__EXTRACT TO READ__
▼
Infra Atlas logo

Infra Notes

Infra Atlas
VPN DNS BGP

Field notes on the systems that quietly run the internet.

Backups Don’t Fail During Writes: They Fail During Restores

The uncomfortable truth about disaster recovery, testing gaps, and why “we have backups” isn’t a recovery plan.

Jan 3, 2026 8 min read

Backups are one of the most comforting graphs in infrastructure: green checkmarks, steady schedules, storage growing right on plan. It’s easy to feel safe because the backup job is running.

The problem is that confidence is earned in the wrong place. Most backup systems are very good at writing data somewhere. The failure happens later — when you need to turn that data back into a working system, under pressure, in less time than you have.

The scenario: the comforting lie

You open your dashboard and see last night’s backup completed. The storage bucket has objects. The vendor says “99.999999999% durability.” The team says “we have backups.”

Then an incident hits: database corruption, region outage, accidental deletion, compromised credentials, ransomware. Suddenly the real question appears:

Can we restore, fast enough, into a clean environment, with the right permissions, and actually resume business?
▲
__INFORMATION SUPPLIED__
▼
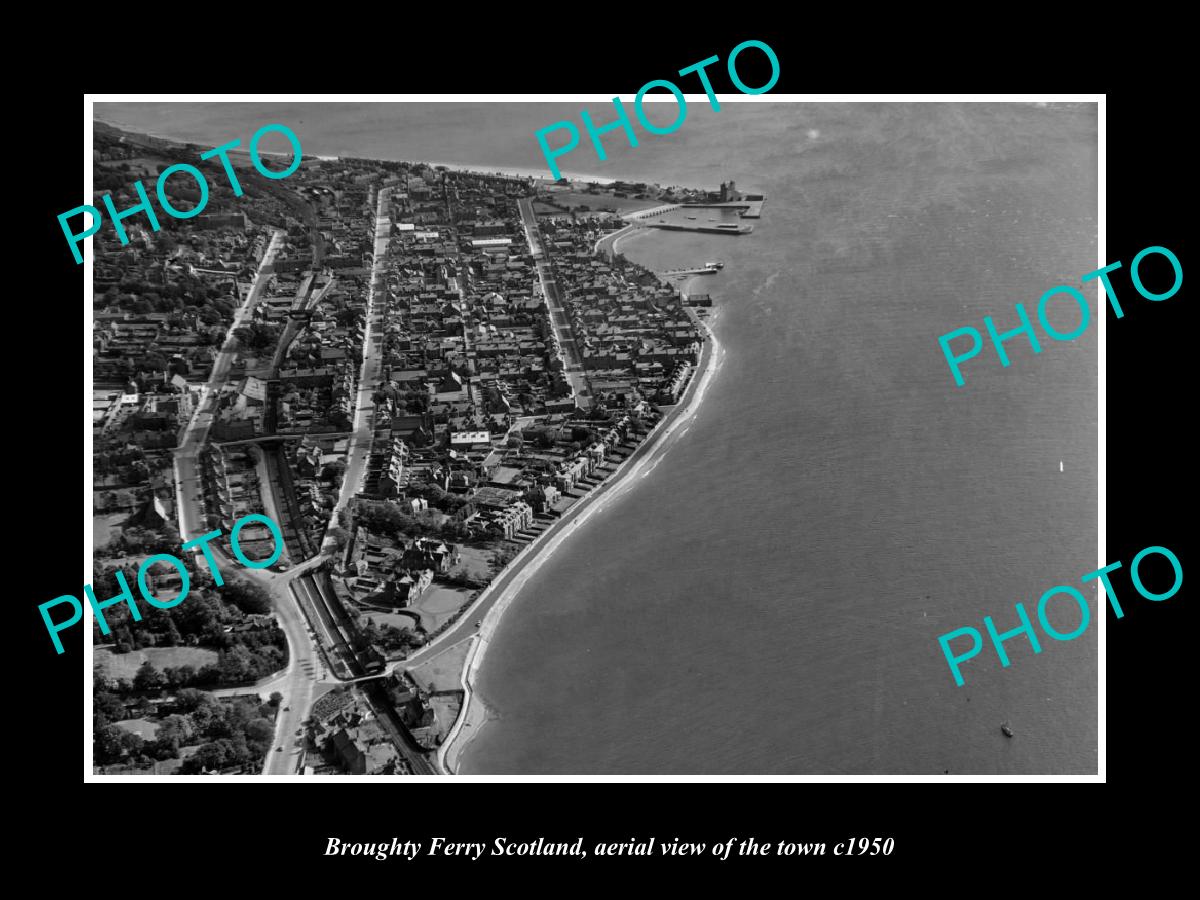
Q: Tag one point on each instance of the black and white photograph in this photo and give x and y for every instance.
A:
(681, 435)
▲
__EXERCISE DETAILS__
According to the backup article, when does the failure of a backup system happen? The material here is separate from the backup article.

__OUTPUT FOR THIS EXERCISE__
It happens later, when you need to turn the data back into a working system, under pressure and in less time than you have.